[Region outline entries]

++++++

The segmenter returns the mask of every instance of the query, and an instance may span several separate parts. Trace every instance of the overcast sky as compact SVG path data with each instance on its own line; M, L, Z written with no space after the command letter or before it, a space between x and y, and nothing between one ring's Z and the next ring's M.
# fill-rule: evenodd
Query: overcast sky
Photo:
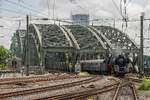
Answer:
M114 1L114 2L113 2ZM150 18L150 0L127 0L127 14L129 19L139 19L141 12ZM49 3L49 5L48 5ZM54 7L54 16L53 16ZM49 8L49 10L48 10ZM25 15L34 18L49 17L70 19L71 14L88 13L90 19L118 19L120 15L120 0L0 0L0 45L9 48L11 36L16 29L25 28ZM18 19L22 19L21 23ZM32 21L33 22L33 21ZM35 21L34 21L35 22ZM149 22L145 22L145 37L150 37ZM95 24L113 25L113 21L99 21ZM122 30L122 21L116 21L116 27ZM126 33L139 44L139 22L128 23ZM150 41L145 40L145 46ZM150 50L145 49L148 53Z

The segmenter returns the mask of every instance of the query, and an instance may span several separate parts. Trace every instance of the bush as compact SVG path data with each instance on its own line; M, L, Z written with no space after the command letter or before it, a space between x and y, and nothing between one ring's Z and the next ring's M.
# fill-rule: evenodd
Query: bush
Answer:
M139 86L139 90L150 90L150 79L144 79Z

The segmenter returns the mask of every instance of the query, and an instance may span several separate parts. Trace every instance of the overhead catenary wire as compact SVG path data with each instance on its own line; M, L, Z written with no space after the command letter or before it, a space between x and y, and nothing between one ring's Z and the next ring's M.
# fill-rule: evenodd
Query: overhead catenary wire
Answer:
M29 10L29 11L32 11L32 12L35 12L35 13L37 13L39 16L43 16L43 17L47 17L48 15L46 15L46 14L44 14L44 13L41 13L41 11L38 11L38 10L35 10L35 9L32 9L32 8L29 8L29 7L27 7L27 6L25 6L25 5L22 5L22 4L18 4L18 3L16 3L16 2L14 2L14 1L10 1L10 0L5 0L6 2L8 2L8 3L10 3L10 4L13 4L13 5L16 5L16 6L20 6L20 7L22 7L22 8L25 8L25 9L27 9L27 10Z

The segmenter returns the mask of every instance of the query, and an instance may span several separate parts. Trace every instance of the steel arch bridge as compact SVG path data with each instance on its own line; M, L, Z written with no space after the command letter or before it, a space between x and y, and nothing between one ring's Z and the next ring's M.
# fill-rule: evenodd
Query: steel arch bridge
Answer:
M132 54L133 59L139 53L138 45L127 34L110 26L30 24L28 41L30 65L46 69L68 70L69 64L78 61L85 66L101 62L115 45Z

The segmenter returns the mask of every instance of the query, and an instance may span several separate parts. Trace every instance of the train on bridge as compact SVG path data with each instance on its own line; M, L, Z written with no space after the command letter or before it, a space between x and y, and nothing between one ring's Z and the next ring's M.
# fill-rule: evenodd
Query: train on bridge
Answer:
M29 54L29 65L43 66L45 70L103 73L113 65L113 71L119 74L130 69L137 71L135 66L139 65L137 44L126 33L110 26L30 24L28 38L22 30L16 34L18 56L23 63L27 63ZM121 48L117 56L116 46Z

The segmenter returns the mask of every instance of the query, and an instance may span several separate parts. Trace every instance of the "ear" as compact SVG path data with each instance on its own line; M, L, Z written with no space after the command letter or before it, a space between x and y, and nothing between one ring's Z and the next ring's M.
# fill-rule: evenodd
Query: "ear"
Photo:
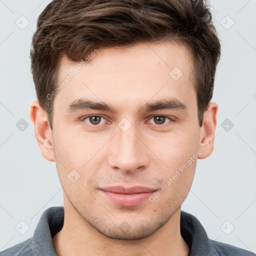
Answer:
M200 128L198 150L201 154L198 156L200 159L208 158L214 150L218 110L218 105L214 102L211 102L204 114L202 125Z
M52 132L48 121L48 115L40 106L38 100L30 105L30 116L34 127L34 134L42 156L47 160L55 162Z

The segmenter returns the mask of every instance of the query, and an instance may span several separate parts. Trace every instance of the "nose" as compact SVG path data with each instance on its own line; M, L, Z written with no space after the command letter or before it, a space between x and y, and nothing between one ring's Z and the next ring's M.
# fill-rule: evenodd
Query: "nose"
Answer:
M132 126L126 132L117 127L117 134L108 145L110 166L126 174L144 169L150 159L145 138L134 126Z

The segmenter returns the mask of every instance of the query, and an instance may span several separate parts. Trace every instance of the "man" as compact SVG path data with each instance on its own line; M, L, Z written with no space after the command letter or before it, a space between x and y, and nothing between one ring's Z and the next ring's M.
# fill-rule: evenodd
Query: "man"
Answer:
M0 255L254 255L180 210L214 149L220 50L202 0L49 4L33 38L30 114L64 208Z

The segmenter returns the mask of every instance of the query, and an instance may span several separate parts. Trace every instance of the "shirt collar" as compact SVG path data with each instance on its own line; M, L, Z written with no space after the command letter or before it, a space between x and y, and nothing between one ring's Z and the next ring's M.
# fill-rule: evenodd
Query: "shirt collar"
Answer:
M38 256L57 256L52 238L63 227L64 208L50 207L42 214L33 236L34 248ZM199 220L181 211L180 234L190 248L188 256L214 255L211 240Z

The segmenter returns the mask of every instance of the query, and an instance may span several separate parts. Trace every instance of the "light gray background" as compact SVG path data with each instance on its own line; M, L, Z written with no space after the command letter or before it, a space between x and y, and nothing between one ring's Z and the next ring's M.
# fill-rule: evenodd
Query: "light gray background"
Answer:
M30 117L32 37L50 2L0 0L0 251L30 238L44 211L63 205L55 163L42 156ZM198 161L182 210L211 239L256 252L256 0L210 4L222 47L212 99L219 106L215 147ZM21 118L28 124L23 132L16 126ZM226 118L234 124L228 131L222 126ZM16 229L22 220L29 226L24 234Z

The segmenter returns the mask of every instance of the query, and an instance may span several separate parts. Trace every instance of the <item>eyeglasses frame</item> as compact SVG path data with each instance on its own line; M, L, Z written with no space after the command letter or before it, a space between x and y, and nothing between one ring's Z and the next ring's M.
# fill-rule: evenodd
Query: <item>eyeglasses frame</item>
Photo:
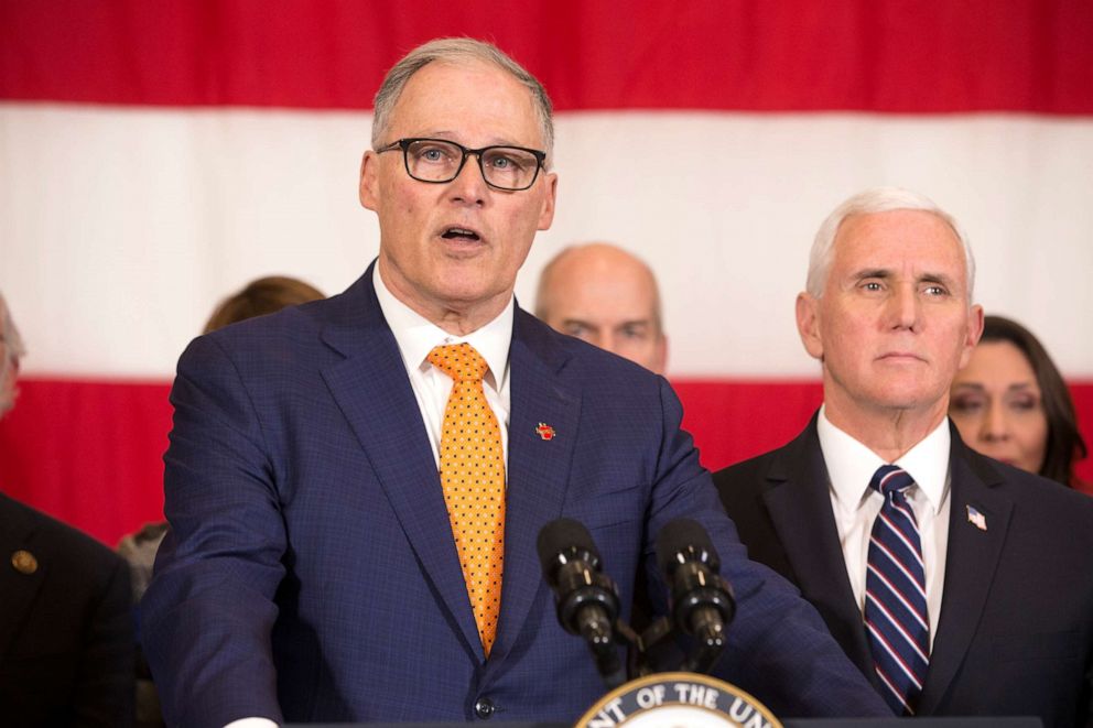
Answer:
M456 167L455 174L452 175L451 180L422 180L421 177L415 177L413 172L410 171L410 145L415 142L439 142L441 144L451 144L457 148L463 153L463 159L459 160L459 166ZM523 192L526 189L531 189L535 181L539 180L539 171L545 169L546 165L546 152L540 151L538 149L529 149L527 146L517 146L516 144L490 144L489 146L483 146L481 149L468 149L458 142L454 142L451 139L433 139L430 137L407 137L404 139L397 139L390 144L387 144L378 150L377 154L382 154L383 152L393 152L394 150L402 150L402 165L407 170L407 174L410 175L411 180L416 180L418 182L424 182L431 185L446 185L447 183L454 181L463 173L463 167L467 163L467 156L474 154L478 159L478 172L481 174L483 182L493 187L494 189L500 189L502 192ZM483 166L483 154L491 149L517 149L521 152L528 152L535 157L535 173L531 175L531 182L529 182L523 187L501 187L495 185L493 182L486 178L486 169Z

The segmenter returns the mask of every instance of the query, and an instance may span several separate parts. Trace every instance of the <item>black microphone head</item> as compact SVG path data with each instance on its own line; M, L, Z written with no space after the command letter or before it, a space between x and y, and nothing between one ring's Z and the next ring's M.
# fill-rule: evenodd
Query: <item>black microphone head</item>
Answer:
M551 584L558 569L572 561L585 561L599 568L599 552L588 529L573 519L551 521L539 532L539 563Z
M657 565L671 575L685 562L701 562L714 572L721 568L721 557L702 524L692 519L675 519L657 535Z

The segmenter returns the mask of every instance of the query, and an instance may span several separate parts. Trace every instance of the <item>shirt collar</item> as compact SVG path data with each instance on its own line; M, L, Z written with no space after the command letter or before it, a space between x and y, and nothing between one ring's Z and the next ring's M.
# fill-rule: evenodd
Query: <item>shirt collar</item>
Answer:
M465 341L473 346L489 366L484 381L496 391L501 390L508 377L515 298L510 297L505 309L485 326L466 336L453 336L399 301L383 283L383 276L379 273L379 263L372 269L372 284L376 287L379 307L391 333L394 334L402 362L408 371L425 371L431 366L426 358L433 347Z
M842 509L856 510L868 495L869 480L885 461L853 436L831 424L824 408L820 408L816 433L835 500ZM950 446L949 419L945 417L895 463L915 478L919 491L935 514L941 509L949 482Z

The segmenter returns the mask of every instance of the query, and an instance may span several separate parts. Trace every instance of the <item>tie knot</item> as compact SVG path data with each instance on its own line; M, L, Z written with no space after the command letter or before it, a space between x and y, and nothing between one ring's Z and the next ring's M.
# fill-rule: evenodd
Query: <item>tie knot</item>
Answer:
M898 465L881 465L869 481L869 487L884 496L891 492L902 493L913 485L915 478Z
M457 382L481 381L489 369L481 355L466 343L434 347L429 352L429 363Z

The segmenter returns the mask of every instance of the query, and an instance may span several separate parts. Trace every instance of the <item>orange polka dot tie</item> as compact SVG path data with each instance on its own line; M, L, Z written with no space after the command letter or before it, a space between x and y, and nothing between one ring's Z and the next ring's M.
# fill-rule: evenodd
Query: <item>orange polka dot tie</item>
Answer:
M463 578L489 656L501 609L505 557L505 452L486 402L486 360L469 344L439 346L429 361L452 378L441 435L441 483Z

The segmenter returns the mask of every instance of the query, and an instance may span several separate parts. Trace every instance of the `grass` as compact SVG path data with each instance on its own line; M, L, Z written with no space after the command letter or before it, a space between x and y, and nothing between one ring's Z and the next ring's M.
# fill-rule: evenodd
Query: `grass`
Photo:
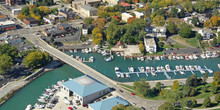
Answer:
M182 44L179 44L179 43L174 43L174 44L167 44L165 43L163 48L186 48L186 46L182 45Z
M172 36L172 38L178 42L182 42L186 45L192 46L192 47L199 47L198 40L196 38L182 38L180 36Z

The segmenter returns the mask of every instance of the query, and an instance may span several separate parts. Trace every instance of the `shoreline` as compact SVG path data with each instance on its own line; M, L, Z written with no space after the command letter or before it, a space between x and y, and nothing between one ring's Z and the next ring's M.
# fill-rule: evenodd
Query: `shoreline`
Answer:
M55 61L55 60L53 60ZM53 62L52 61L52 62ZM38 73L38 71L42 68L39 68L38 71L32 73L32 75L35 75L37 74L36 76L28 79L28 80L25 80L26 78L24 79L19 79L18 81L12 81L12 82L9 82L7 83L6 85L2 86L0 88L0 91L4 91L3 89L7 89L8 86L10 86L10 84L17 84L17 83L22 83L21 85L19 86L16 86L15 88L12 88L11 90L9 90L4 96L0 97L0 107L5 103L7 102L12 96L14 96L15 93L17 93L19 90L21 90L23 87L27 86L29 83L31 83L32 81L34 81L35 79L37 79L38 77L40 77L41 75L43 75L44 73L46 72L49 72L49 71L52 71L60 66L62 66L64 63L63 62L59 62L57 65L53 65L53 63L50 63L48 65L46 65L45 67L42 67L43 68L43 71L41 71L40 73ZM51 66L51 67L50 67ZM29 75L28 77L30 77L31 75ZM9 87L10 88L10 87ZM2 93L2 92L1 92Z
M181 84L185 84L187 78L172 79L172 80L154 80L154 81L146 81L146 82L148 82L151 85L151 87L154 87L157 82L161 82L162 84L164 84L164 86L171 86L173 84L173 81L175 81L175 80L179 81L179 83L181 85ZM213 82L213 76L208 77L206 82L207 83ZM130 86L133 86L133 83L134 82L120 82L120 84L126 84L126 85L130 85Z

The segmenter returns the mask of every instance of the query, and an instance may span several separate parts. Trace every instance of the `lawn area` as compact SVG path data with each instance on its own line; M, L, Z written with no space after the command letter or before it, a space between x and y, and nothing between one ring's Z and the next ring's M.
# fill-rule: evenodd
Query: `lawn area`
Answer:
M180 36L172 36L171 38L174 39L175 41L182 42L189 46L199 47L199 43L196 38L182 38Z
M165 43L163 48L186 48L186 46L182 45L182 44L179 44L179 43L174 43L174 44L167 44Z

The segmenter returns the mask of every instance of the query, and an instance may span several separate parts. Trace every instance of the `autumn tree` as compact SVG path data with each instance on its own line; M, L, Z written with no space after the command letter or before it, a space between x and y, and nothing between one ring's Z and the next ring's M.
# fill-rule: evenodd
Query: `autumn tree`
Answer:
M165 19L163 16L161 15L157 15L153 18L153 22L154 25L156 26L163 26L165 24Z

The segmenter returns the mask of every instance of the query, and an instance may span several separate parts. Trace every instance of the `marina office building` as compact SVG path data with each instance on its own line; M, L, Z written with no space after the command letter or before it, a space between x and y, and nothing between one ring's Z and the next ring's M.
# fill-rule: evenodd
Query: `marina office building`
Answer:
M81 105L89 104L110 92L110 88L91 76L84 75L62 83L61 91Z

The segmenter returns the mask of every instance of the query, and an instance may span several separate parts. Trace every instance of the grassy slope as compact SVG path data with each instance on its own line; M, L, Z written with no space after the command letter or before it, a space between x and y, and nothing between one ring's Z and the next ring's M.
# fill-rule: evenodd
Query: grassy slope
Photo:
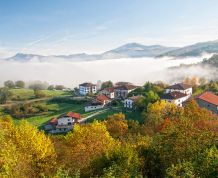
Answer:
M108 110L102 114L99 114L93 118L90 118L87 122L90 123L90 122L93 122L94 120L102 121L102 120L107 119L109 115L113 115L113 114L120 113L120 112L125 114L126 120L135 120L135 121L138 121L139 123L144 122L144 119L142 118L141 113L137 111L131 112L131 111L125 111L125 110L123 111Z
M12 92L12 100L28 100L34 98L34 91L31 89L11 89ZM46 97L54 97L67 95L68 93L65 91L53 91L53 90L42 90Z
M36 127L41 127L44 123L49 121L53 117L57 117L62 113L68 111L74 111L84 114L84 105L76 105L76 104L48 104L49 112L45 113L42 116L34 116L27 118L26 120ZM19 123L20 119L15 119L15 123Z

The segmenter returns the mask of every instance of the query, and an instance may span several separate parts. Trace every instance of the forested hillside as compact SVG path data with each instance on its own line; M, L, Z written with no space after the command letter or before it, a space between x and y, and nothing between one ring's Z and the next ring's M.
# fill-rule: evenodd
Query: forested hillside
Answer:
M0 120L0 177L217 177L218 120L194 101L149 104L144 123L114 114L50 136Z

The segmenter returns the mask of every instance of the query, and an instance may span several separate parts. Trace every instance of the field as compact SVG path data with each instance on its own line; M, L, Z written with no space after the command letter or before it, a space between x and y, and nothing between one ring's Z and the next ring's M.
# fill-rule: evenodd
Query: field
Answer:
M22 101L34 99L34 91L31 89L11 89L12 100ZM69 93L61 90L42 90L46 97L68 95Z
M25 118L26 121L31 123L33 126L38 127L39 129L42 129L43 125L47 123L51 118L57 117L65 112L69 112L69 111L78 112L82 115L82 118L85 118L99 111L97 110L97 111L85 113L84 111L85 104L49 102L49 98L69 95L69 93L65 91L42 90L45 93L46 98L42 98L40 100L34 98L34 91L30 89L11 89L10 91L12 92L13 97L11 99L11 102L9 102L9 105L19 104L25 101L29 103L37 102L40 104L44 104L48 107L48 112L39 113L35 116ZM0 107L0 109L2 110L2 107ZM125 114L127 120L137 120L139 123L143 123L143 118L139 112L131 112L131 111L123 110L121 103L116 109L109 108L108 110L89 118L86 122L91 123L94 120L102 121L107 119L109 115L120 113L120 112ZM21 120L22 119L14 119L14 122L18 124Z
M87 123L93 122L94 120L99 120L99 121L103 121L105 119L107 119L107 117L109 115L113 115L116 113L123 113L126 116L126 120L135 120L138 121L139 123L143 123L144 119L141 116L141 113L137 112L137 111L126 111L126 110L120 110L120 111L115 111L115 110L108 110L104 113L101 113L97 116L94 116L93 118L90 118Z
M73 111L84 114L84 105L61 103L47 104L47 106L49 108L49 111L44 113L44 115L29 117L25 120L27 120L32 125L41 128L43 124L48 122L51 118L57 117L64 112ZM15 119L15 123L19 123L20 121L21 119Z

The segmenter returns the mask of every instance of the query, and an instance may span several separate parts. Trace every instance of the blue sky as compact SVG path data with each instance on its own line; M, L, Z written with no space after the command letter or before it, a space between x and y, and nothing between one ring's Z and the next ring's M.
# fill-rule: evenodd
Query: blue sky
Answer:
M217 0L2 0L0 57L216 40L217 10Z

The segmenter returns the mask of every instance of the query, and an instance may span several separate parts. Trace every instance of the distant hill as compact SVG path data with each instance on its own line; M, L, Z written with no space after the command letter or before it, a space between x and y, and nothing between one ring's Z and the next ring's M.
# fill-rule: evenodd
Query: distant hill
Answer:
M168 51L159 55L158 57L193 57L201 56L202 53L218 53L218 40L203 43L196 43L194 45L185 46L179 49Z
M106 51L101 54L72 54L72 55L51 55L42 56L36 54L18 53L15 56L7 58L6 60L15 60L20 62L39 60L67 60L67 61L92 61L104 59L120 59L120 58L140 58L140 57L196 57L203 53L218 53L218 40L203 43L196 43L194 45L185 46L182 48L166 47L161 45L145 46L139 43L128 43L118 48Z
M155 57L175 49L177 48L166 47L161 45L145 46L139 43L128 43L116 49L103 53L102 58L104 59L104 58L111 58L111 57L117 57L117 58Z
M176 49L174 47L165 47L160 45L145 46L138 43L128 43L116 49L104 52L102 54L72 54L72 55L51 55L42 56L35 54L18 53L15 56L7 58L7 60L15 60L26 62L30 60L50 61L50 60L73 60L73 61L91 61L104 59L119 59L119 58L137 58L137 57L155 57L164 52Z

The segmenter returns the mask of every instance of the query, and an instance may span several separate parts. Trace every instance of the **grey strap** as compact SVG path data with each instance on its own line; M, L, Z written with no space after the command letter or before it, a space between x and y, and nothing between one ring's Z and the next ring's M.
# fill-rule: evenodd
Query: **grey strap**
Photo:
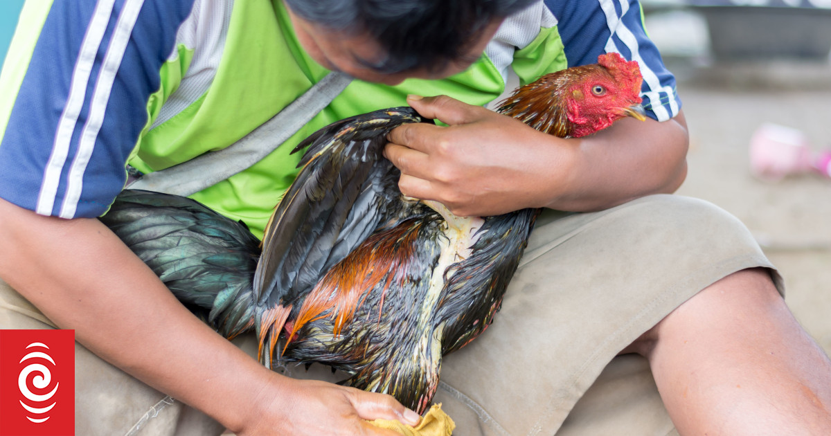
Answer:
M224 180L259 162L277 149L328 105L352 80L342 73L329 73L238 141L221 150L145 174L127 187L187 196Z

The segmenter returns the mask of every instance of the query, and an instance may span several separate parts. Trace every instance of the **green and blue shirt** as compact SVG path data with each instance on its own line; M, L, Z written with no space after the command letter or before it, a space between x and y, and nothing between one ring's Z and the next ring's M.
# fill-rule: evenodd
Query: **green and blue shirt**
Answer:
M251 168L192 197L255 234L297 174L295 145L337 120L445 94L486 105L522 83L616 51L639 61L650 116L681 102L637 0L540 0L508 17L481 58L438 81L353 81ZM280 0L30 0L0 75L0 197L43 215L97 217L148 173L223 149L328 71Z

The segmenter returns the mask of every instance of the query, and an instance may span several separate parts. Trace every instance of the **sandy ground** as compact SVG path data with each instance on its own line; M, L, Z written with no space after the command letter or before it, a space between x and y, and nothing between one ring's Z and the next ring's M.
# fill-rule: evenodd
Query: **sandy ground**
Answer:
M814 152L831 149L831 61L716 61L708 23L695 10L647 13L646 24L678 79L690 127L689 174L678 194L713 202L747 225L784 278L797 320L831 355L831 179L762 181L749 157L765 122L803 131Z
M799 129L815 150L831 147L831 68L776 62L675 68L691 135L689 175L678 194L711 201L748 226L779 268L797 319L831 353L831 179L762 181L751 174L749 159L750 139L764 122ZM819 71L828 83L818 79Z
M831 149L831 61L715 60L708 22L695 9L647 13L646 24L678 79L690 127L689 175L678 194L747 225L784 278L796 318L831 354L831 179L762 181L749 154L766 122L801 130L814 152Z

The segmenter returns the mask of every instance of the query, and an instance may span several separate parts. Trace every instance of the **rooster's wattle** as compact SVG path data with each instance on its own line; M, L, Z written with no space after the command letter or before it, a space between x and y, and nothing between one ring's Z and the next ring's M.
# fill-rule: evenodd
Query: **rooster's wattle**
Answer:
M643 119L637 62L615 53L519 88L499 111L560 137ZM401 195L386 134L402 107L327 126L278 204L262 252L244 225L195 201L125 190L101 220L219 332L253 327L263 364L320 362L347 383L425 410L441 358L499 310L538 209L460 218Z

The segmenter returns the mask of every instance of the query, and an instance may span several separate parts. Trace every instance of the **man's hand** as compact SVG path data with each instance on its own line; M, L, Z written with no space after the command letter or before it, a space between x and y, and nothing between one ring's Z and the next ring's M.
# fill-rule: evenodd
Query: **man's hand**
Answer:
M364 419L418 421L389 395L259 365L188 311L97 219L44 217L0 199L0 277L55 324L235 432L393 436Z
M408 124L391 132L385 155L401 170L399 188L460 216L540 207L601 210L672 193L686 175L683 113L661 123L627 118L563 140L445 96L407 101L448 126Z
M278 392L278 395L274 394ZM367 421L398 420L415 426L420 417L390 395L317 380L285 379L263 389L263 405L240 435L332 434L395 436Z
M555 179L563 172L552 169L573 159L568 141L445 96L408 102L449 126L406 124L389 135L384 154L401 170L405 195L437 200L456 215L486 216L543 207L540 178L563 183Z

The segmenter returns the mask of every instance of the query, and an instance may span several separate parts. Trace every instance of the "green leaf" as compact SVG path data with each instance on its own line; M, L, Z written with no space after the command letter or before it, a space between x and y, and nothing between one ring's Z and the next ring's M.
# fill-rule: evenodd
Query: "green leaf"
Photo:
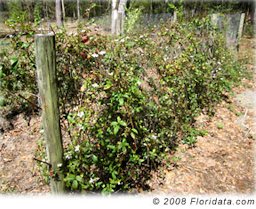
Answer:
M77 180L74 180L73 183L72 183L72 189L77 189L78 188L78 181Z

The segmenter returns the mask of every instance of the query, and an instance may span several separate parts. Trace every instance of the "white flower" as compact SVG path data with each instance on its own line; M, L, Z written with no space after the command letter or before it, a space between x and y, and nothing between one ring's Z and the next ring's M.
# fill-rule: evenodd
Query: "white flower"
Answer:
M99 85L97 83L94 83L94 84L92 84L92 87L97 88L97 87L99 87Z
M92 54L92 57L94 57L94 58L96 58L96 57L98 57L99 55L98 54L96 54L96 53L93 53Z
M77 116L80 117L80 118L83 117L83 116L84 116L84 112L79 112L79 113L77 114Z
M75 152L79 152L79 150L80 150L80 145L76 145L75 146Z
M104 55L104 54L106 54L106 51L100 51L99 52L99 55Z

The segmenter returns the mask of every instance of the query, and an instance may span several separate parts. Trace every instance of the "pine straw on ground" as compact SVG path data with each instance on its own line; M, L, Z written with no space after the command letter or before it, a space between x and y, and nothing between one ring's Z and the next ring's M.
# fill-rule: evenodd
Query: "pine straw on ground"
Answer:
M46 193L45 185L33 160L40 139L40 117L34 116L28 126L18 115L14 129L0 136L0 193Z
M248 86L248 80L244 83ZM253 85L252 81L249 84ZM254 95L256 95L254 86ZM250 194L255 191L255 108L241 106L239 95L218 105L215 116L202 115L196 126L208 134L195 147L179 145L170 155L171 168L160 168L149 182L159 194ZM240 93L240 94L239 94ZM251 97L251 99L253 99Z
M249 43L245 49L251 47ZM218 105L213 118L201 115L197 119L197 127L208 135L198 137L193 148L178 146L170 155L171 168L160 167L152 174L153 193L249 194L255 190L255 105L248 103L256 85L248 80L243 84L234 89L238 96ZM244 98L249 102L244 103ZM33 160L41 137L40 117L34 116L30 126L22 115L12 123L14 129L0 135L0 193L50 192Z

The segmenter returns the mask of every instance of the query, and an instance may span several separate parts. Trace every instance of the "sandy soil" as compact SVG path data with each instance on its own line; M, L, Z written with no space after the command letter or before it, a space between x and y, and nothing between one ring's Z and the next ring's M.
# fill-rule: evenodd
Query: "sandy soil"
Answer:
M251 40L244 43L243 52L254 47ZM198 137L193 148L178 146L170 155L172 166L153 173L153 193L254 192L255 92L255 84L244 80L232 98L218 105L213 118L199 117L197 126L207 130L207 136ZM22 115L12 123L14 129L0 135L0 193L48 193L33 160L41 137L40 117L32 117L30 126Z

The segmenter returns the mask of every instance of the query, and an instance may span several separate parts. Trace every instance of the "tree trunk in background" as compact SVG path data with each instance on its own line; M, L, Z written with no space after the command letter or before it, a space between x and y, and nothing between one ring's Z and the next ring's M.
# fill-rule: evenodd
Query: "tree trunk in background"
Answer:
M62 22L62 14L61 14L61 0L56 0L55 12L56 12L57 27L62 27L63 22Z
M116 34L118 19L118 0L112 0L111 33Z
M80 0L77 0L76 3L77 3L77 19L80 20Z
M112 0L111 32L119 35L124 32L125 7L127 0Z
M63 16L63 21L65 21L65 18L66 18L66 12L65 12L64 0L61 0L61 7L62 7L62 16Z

++++++

■ **Exercise description**:
Quote the entries word for word, beginning at the line that contains "of the **man's" and stopping after the line that contains "M77 180L74 180L73". Leave the pictures out of your answer.

■ **Result of the task**:
The segmenter returns the mask of every instance of the query, and an instance may span several separate parts. Trace every instance of the **man's hand** as compact SVG path data with each instance on its own line; M, L, Z written with no space after the command letter or before it, a space between x and y, and nothing between one ring's Z and the next ring's M.
# fill-rule: evenodd
Query: **man's hand**
Answer:
M364 419L418 421L389 395L259 365L188 311L97 219L44 217L0 199L0 277L55 324L235 432L393 436Z
M408 124L391 132L385 155L401 170L399 188L460 216L540 207L601 210L672 193L686 175L683 113L661 123L627 118L563 140L445 96L407 101L448 126Z
M278 392L278 395L274 394ZM367 421L398 420L415 426L420 417L390 395L317 380L285 379L263 389L263 405L240 435L332 434L395 436Z
M555 179L563 172L552 169L573 159L568 141L445 96L408 102L449 126L406 124L389 135L384 154L401 170L405 195L437 200L456 215L486 216L543 207L540 178L563 183Z

The segmenter returns the mask of every instance of the query, and an instance may span several separate parts. Trace every instance of the "green leaf" as compact SVG path data with each instance on its own line; M, L, Z written with no space after the command letter or before it, a space between x and y, and nothing between one ring's Z and the next ring's M.
# fill-rule: evenodd
Query: "green leaf"
Photo:
Answer:
M77 180L74 180L73 183L72 183L72 189L77 189L78 188L78 181Z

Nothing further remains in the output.